◆ Text passage:
########

Sunday, July 18, 2010

Nine Reasons for Fasting on the Ninth of Av

Haaretz writer Anshel Pfeffer argues here that it is "wrong" for a Jew today to fast on the Ninth of Av (Tisha b'Av). He claims that Jews traditionally mourned either the exile from the Land of Israel, or the destruction of the Temple. Mourning the Jewish exile is not relevant since nowadays that exile is voluntary; mourning the destruction of the Temple is also not relevant since most Israelis, including religious Israelis, don't really want to see it rebuilt. Both arguments are based on standard Zionist myths and misunderstandings of history and Judaism. For example, Pfeffer writes:

If Tisha B'Av is meant to mark the exile of the Jewish people, then it's no longer relevant. For a decade now, there has not been one Jew around the world who was not free to return to Zion. Ever since the quiet exodus of the last Jews of Syria, in the late 1990s, there has not been a country anywhere that has forbidden its Jewish citizens to leave. Even the 20,000 Jews in Iran can emigrate; they choose not to for financial reasons. They cannot receive a fair price for their homes, property and businesses should they leave.

The argument fails because a) Tisha B'Av was never meant to mark the exile of the Jewish people, and b) the "exile" that Zionists like Pfeffer refer to is a myth whose origin postdates the institution of the fast day. According to all serious historians, Jewish and otherwise, the last mass exile from the land of Israel was in 586 B.C.E., and that lasted approximately 70 years. When Jews returned in 516, many, if not most, preferred to stay in the diaspora. During the time of the Second Temple, according to the foremost historian of the period, Menachem Stern, "the total Jewish population of the Roman Empire outside Palestine and of the Parthian Empire…considerably exceeded the number of Jews living in their homeland." (The Jewish People in the First Century, 1:122).

########

◆ Stated task: In the post on fasting on the Ninth of Av, why does Pfeffer say that mourning the destruction of the Temple is no longer relevant? Answer in one to three sentences.

◆ Given data:
########

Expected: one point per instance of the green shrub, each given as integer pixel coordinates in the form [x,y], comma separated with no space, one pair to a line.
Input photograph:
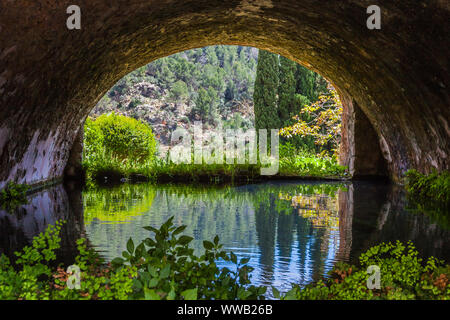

########

◆ Solution: Pfeffer says it is no longer relevant because most Israelis, religious Israelis included, don't really want to see the Temple rebuilt.